### How to complete this task
Copy out all the records exactly.

======== Data records

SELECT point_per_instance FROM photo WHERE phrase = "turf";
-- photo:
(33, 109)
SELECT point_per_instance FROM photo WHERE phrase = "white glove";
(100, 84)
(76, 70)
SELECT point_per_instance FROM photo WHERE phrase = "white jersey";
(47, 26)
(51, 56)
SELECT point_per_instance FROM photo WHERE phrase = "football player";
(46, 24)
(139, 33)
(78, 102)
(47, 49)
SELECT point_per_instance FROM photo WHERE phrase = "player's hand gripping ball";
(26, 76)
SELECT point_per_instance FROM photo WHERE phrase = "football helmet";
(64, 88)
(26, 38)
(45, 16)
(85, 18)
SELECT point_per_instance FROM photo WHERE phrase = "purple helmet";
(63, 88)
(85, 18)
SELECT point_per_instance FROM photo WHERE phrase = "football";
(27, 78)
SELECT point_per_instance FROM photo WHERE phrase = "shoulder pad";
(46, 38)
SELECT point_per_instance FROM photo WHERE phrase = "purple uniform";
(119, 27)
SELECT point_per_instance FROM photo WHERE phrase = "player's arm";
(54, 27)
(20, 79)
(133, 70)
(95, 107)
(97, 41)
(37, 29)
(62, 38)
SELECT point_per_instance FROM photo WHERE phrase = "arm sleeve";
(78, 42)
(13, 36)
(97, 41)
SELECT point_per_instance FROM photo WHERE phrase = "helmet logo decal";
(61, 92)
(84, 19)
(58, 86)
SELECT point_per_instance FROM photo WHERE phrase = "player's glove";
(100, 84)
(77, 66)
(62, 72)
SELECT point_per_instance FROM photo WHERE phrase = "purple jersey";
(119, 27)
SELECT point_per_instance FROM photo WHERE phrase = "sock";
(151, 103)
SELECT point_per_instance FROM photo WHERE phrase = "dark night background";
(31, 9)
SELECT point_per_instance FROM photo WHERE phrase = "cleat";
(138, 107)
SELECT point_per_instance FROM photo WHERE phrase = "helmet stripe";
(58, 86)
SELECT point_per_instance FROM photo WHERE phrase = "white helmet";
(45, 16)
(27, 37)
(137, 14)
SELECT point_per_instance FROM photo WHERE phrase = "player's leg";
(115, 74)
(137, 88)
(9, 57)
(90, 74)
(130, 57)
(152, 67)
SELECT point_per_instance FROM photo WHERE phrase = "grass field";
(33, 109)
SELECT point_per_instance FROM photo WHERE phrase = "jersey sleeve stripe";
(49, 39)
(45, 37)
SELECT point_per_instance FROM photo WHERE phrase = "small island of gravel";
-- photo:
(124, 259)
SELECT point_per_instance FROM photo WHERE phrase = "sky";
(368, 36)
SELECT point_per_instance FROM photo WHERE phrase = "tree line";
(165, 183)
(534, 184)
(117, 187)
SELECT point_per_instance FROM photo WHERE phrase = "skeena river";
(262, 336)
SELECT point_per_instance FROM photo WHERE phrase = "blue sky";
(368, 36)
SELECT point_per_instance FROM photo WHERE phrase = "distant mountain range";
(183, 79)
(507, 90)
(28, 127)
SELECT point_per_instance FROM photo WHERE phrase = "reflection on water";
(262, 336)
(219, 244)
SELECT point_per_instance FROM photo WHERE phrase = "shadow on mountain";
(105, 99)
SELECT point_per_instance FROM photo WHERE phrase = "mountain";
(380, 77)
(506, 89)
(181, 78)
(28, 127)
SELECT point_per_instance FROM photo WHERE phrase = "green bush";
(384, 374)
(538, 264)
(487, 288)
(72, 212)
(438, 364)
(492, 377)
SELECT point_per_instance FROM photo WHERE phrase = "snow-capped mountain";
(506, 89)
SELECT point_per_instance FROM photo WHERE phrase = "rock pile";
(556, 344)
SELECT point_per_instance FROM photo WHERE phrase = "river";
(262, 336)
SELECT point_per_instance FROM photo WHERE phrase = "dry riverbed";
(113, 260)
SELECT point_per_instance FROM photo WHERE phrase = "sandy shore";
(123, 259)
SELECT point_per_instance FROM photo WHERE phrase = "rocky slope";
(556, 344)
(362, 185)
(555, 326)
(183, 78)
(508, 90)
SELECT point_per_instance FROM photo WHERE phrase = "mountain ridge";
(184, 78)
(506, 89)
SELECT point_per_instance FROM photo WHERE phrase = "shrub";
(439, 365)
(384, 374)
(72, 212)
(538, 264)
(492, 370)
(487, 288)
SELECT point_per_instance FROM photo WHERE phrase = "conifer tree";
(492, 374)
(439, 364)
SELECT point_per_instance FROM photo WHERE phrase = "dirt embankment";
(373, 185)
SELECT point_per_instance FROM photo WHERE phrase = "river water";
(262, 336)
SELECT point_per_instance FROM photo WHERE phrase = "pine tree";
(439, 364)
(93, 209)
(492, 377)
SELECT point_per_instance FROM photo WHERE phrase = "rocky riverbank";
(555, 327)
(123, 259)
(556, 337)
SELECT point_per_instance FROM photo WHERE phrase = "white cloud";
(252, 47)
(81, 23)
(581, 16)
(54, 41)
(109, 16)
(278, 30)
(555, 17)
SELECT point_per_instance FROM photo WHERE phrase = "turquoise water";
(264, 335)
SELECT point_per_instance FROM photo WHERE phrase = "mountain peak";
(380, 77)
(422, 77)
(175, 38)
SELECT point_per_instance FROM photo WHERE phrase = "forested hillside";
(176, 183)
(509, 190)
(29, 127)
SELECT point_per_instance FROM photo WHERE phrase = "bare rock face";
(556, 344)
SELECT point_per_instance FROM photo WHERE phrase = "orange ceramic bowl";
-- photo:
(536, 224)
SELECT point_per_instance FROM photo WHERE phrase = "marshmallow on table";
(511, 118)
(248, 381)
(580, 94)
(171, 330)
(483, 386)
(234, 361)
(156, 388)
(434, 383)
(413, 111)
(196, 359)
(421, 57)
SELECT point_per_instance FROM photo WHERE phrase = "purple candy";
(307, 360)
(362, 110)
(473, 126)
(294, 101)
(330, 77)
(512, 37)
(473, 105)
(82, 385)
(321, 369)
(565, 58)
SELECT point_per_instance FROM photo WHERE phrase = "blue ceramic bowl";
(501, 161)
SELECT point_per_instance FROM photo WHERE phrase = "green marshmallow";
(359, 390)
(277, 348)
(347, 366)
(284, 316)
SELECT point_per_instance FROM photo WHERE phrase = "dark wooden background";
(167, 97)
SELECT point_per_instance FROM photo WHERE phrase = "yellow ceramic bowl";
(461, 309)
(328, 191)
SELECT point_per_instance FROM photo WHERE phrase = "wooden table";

================

### Result of the task
SELECT point_per_instance FROM photo WHERE phrase = "turf";
-- photo:
(33, 109)
SELECT point_per_instance FROM photo WHERE phrase = "white glove";
(100, 84)
(76, 70)
SELECT point_per_instance FROM photo WHERE phrase = "white jersey";
(47, 26)
(51, 56)
SELECT point_per_instance FROM photo WHERE phrase = "football player";
(46, 24)
(139, 33)
(78, 102)
(47, 49)
SELECT point_per_instance FROM photo WHERE phrase = "player's hand gripping ball";
(26, 76)
SELECT point_per_instance FROM photo WHERE phrase = "football helmet";
(64, 88)
(26, 38)
(45, 16)
(85, 18)
SELECT point_per_instance FROM photo WHERE phrase = "purple helmet";
(63, 88)
(85, 18)
SELECT point_per_instance FROM photo WHERE phrase = "football";
(27, 78)
SELECT point_per_instance FROM photo WHERE phrase = "shoulder pad";
(46, 38)
SELECT point_per_instance FROM photo WHERE phrase = "purple uniform";
(119, 27)
SELECT point_per_instance FROM photo WHERE phrase = "player's arm";
(54, 27)
(20, 79)
(133, 70)
(95, 107)
(97, 41)
(37, 29)
(62, 38)
SELECT point_per_instance FROM photo WHERE phrase = "arm sleeve";
(78, 42)
(13, 36)
(97, 41)
SELECT point_per_instance FROM photo WHERE phrase = "helmet logo decal";
(61, 92)
(84, 19)
(58, 86)
SELECT point_per_instance FROM photo WHERE phrase = "player's glove";
(100, 84)
(77, 66)
(62, 72)
SELECT point_per_instance FROM photo WHERE phrase = "purple jersey";
(119, 27)
SELECT point_per_instance FROM photo WHERE phrase = "sock";
(151, 103)
SELECT point_per_instance FROM photo WHERE phrase = "dark night background";
(31, 9)
SELECT point_per_instance FROM photo WHERE phrase = "cleat";
(138, 107)
SELECT point_per_instance FROM photo WHERE phrase = "helmet stripe";
(58, 86)
SELECT point_per_instance FROM photo WHERE phrase = "white helmet";
(45, 16)
(27, 37)
(137, 14)
SELECT point_per_instance FROM photo WHERE phrase = "player's leg";
(115, 74)
(137, 88)
(9, 57)
(90, 74)
(130, 57)
(152, 67)
SELECT point_per_instance FROM photo WHERE phrase = "grass field";
(33, 109)
SELECT point_per_instance FROM photo WHERE phrase = "jersey sleeve stripe";
(49, 39)
(45, 37)
SELECT point_per_instance FROM photo WHERE phrase = "small island of gravel";
-- photo:
(124, 259)
SELECT point_per_instance FROM photo WHERE phrase = "sky";
(368, 36)
SELECT point_per_instance FROM photo WHERE phrase = "tree line";
(165, 183)
(534, 184)
(117, 187)
SELECT point_per_instance FROM photo WHERE phrase = "skeena river";
(262, 336)
SELECT point_per_instance FROM photo WHERE phrase = "blue sky";
(368, 36)
SELECT point_per_instance FROM photo WHERE phrase = "distant mountain range";
(183, 79)
(507, 90)
(28, 127)
SELECT point_per_instance FROM photo WHERE phrase = "reflection on water";
(262, 336)
(219, 244)
SELECT point_per_instance FROM photo WHERE phrase = "shadow on mountain";
(105, 99)
SELECT point_per_instance FROM photo WHERE phrase = "mountain";
(380, 77)
(506, 89)
(181, 78)
(28, 127)
SELECT point_per_instance FROM photo WHERE phrase = "green bush";
(384, 374)
(538, 264)
(487, 288)
(72, 212)
(438, 364)
(492, 377)
SELECT point_per_instance FROM photo WHERE phrase = "snow-capped mountain";
(506, 89)
SELECT point_per_instance FROM photo WHERE phrase = "rock pile";
(556, 344)
SELECT point_per_instance FROM photo WHERE phrase = "river";
(262, 336)
SELECT point_per_instance FROM photo WHERE phrase = "dry riverbed";
(113, 260)
SELECT point_per_instance FROM photo WHERE phrase = "sandy shore";
(123, 259)
SELECT point_per_instance FROM photo WHERE phrase = "rocky slope";
(556, 344)
(362, 185)
(555, 326)
(183, 78)
(508, 90)
SELECT point_per_instance FROM photo WHERE phrase = "mountain ridge";
(184, 78)
(506, 89)
SELECT point_per_instance FROM photo WHERE phrase = "shrub";
(439, 365)
(384, 374)
(72, 212)
(538, 264)
(492, 370)
(487, 288)
SELECT point_per_instance FROM photo WHERE phrase = "conifer tree";
(492, 374)
(439, 364)
SELECT point_per_instance FROM photo WHERE phrase = "dirt embankment";
(373, 185)
SELECT point_per_instance FROM photo WHERE phrase = "river water";
(262, 336)
SELECT point_per_instance FROM photo WHERE phrase = "pine tree";
(439, 364)
(93, 209)
(492, 377)
SELECT point_per_instance FROM photo WHERE phrase = "rocky riverbank";
(555, 327)
(123, 259)
(556, 337)
SELECT point_per_instance FROM photo WHERE phrase = "white cloud";
(252, 47)
(81, 23)
(581, 16)
(54, 41)
(109, 16)
(278, 30)
(555, 17)
SELECT point_per_instance FROM photo WHERE phrase = "turquoise water";
(264, 335)
SELECT point_per_instance FROM photo WHERE phrase = "mountain peak";
(380, 77)
(422, 77)
(175, 38)
SELECT point_per_instance FROM photo WHERE phrase = "forested hillside";
(176, 183)
(509, 190)
(29, 127)
SELECT point_per_instance FROM photo WHERE phrase = "bare rock face";
(556, 344)
SELECT point_per_instance FROM photo WHERE phrase = "orange ceramic bowl";
-- photo:
(536, 224)
SELECT point_per_instance FROM photo WHERE phrase = "marshmallow on table";
(511, 118)
(248, 381)
(580, 94)
(171, 330)
(483, 386)
(234, 361)
(156, 388)
(434, 383)
(413, 111)
(196, 359)
(421, 57)
SELECT point_per_instance FROM photo WHERE phrase = "purple candy";
(307, 360)
(362, 110)
(473, 126)
(294, 101)
(330, 77)
(512, 37)
(473, 105)
(82, 385)
(321, 369)
(565, 58)
SELECT point_per_instance FROM photo WHERE phrase = "blue ceramic bowl";
(501, 161)
SELECT point_per_instance FROM photo WHERE phrase = "green marshmallow";
(359, 390)
(277, 348)
(347, 366)
(284, 316)
SELECT point_per_instance FROM photo WHERE phrase = "dark wooden background";
(167, 97)
SELECT point_per_instance FROM photo WHERE phrase = "yellow ceramic bowl";
(461, 309)
(328, 191)
SELECT point_per_instance FROM photo WHERE phrase = "wooden table";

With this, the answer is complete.